Andrea Rossi (born 3 June 1950) is an Italian convicted fraudster[1] and claimed inventor.[2][3][4]

He claimed to have invented a process to convert organic waste into oil for which, in 1978, he founded a company named Petroldragon. In the early 1990s, the company was disbanded and Rossi jailed following accusations of dumping environmental toxins, as well as tax fraud.[5]

In 2008 he attempted to patent a device called an Energy Catalyzer (or E-Cat), which is a purported cold fusion or Low-Energy Nuclear Reaction (LENR) thermal power source.[6]


Andrea Rossi was born on June 3, 1950 in Milan. In 1973, Rossi graduated in philosophy at the University of Milan,[7] with a thesis on Albert Einstein's theory of relativity and its interrelationship with Edmund Husserl's phenomenology.[8][9][10]

Andrea Rossi is married to Maddalena Pascucci.[11]

Business ventures[edit]


In 1974, Rossi registered a patent for an incineration system. In 1978, he wrote The Incineration of Waste and River Purification, published in Milan by Tecniche Nuove. He then founded Petroldragon, a company for developing oil from waste, which collapsed in the 1990s amidst allegations of dumping toxic waste,[12] and accusations of tax fraud. Its assets were seized, together with Rossi's personal assets, and Rossi was arrested pending trial. Rossi spent four years in prison working on his legal defense in 56 trials, 5 of which ended in convictions related to tax fraud. Rossi wrote that he was acquitted in the other 51 trials.[13] According to court documents found by journalists at Swedish Radio, Rossi was convicted to prison on three accounts of environmental crime that he was never acquitted of.[14] The government of Lombardy spent over forty million euros to dispose of the 70,000 tonnes of toxic waste that Petroldragon had improperly dumped.[5] According to the mayor of Lacchiarella, Luigi Acerbi, "In the years when [Rossi] was working here, he didn't produce a single drop of oil, as far as we know."[13]

At the conclusion of the trials in 1996, Rossi moved to the US.[15]

Electricity from waste heat[edit]

In the US Rossi started the consulting firm Leonardo Technologies, Inc. (LTI). He secured a defense contract to evaluate the potential of generating electricity from waste heat by using thermoelectric generators. Such devices are normally only used for heating or cooling (Peltier effect), because the efficiency for generating electrical power is only a few percent. Rossi suggested that his devices could attain 20% efficiency. Larger modules would be manufactured in Italy.

__Work instructions__:
a) What consulting firm did Rossi start in the US, according to the Andrea Rossi passage?
b) For each statement, say whether it agrees with the Andrea Rossi passage (yes or no), and quote the words that decide it: (i) Rossi graduated in philosophy from the University of Milan in 1973. (ii) Rossi spent six years in prison. (iii) Rossi moved to the US in 1990.

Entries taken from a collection
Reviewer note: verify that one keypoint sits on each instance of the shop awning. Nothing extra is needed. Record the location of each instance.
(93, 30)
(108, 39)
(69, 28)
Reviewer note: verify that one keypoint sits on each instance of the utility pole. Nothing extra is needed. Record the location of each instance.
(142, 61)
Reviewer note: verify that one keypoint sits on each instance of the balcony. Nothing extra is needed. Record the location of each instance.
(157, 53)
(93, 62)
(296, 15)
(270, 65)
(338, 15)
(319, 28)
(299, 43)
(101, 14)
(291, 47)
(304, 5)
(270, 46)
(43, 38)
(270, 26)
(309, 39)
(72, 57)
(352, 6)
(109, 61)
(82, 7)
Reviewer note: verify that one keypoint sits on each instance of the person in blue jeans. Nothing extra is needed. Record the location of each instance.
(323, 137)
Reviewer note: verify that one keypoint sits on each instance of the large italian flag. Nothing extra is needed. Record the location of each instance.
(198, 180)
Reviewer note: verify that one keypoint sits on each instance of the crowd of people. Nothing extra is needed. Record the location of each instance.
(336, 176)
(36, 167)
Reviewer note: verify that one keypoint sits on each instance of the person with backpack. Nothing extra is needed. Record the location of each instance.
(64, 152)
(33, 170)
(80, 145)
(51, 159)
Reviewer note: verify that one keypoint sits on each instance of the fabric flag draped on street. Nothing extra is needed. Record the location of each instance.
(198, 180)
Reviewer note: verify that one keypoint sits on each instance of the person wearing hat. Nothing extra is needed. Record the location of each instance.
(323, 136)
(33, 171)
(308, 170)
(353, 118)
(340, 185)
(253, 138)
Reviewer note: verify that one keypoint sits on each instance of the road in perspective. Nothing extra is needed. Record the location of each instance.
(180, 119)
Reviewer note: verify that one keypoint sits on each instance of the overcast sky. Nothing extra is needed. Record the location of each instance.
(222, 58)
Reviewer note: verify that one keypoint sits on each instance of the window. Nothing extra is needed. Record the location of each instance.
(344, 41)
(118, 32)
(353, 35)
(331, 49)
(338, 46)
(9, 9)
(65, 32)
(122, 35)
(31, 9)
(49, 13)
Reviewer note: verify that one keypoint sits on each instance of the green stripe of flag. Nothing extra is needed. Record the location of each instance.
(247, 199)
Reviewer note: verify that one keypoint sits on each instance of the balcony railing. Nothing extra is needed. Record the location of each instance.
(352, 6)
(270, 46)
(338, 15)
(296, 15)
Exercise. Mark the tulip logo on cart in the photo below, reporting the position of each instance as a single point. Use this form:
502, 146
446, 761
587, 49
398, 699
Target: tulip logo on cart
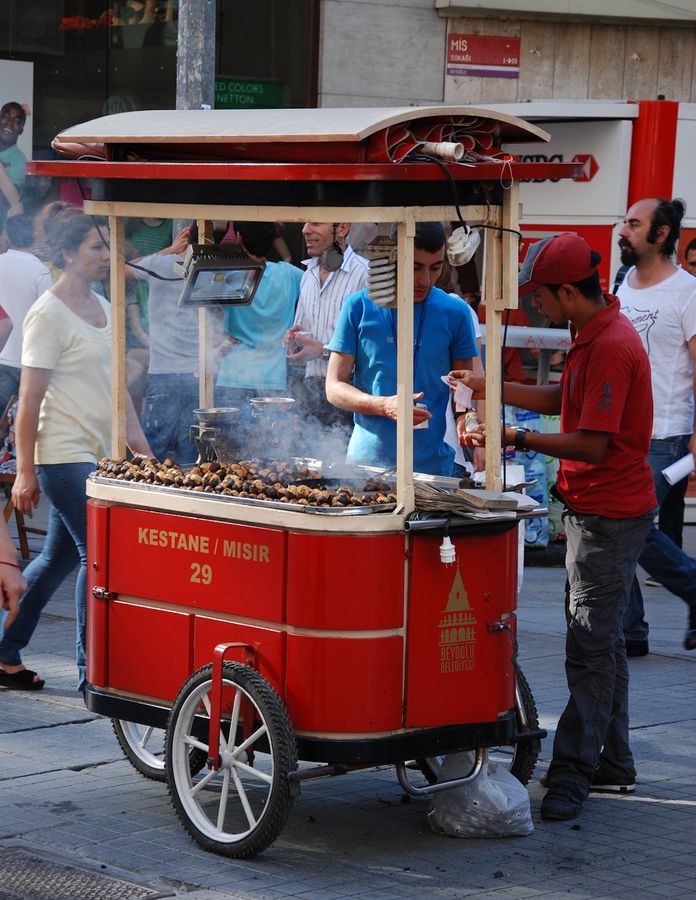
457, 631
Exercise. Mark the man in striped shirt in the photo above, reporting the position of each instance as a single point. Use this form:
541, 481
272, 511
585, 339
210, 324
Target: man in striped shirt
334, 270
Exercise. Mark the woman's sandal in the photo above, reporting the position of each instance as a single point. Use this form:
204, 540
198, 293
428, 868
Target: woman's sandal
20, 681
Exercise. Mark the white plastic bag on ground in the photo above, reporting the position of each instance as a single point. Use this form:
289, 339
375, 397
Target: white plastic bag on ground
494, 804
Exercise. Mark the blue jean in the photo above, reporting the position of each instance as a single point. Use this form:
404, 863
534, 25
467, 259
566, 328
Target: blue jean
661, 557
168, 415
65, 547
592, 732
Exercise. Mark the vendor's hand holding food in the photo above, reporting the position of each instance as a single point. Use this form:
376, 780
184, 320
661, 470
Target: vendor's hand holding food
476, 437
475, 382
301, 345
180, 243
388, 408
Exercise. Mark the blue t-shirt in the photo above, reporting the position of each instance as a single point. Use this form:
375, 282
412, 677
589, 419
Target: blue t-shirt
258, 362
367, 331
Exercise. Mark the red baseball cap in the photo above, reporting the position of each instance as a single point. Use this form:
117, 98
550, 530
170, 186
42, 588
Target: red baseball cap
559, 259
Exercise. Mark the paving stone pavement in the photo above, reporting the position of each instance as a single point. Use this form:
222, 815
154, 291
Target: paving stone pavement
67, 794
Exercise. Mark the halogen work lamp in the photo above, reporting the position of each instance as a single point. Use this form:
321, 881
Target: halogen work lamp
218, 275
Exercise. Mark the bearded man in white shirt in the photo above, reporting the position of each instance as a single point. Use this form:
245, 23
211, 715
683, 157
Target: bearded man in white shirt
660, 299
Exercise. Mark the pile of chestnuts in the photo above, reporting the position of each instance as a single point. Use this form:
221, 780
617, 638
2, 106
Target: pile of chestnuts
252, 479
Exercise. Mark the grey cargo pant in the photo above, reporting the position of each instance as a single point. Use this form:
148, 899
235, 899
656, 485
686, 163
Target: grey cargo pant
601, 562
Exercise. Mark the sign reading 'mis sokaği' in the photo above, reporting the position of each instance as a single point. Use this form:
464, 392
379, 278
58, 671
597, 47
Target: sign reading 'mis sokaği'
483, 55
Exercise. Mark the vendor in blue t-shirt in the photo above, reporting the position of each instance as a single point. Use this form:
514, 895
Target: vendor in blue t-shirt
362, 368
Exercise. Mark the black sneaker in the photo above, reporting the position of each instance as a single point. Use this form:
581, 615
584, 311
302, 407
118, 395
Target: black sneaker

__Responses for each task__:
a) Leonardo Technologies, Inc. (LTI).

b)
(i) Yes: "In 1973, Rossi graduated in philosophy at the University of Milan"
(ii) No: "Rossi spent four years in prison working on his legal defense in 56 trials"
(iii) No: "At the conclusion of the trials in 1996, Rossi moved to the US."